[Stored dataset items]
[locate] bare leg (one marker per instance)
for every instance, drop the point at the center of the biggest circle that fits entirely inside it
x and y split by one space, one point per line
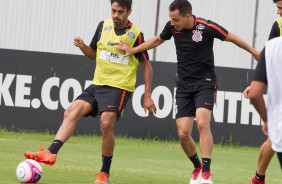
184 127
265 155
203 117
77 110
107 123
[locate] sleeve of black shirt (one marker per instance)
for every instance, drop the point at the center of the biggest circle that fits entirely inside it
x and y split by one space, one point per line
217 31
166 34
260 72
141 56
97 36
275 31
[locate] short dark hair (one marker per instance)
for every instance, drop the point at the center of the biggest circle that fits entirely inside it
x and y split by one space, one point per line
183 6
123 3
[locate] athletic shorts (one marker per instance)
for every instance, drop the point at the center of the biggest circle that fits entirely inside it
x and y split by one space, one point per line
105 98
189 98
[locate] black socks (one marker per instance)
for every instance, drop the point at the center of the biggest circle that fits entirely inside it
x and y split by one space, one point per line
106 164
206 164
195 160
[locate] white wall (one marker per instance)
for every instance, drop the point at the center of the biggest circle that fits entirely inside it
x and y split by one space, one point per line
51 25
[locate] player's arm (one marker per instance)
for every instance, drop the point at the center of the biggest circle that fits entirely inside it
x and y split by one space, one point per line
242 44
147 45
87 50
148 75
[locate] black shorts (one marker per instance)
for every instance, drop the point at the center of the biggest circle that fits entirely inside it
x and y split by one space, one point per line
105 98
189 98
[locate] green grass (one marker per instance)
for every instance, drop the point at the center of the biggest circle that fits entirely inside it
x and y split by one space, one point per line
135 161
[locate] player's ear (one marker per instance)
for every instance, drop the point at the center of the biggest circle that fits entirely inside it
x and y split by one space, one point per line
129 12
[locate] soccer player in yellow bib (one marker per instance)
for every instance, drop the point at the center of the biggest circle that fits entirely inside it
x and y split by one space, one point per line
113 84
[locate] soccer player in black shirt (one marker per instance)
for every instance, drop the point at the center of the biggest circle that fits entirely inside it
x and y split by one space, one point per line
196 79
266 153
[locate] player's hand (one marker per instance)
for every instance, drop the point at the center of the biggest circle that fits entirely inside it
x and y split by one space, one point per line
149 106
256 54
124 47
78 42
264 128
246 92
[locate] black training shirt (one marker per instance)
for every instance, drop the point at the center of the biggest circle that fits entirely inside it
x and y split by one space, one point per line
194 49
141 56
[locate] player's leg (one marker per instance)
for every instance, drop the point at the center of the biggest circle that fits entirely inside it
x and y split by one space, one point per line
279 154
184 122
111 102
265 155
82 106
204 101
203 117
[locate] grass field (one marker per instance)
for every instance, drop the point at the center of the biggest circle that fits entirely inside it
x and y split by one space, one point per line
135 161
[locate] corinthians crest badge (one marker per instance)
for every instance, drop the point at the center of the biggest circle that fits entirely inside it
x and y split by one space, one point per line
197 36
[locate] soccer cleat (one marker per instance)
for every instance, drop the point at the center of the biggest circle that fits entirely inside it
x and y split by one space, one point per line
256 181
102 178
206 178
196 175
44 156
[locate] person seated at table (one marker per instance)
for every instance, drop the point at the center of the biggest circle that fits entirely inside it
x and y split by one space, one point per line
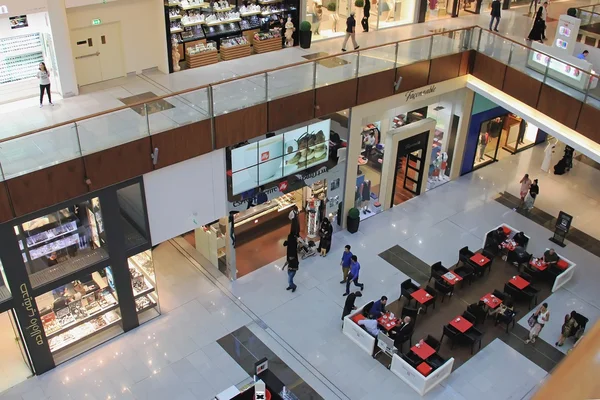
378 308
567 328
370 326
550 257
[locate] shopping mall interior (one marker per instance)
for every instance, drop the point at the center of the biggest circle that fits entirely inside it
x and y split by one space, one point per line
169 276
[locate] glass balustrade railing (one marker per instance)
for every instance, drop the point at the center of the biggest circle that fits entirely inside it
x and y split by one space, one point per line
46 147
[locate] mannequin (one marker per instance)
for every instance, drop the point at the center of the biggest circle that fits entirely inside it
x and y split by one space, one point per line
548 156
289 31
366 196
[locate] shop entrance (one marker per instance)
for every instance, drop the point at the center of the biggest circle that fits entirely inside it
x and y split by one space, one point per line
14 363
98 53
409 168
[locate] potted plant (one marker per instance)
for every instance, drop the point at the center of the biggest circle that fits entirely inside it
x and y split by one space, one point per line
305 34
353 220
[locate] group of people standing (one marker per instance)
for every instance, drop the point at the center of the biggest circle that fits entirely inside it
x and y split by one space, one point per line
529 192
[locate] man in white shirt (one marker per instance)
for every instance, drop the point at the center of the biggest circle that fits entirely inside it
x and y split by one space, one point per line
370 325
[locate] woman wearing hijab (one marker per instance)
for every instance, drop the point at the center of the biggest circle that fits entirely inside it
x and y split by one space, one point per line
326 232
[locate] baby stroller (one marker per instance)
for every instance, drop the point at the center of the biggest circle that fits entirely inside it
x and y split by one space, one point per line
306 248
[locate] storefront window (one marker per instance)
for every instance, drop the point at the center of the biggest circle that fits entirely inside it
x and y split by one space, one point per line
143 282
74 315
63 242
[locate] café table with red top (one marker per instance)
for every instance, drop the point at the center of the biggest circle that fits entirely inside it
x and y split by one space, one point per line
461 324
518 282
421 296
538 264
423 350
491 301
387 322
451 278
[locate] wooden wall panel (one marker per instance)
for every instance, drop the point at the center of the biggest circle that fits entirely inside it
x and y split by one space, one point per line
559 106
120 163
522 87
489 70
183 143
413 76
6 212
376 86
240 125
336 97
588 123
47 187
444 68
291 110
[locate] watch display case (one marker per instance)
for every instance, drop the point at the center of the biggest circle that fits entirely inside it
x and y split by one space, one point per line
63 242
73 314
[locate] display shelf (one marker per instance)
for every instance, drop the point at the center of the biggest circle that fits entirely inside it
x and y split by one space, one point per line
239 51
264 46
229 21
83 321
66 345
202 59
201 5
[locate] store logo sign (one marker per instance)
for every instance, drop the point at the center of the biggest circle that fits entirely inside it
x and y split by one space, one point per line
413 95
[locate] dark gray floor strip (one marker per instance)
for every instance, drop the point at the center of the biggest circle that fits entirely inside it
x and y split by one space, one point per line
548 221
245 348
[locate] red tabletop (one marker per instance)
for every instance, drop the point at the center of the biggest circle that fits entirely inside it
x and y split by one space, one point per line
423 350
421 296
461 324
562 264
480 259
491 301
518 282
358 317
387 322
451 277
424 368
538 264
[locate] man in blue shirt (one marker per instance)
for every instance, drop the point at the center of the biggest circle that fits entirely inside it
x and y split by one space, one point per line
353 275
378 308
345 263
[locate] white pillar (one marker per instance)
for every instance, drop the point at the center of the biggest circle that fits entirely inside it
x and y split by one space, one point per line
59 29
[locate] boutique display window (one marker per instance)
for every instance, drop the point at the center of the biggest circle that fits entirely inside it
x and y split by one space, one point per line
143 283
80 314
63 242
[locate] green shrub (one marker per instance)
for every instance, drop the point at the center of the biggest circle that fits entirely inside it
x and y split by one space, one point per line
305 26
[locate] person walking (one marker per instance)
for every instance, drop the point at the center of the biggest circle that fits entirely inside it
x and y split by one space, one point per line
537 321
496 7
525 184
43 76
534 190
349 304
366 14
346 262
350 32
353 275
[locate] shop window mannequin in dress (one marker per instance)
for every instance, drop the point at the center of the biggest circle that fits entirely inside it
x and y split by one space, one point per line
365 196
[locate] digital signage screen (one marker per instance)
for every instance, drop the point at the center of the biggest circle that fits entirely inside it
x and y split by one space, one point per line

About this exercise: What lines above hold the word "display"? List them all.

Response box:
[locate] watch display case (one marker per instance)
[locate] display shelf (one marker per instance)
[locate] boutique display window (one marker per instance)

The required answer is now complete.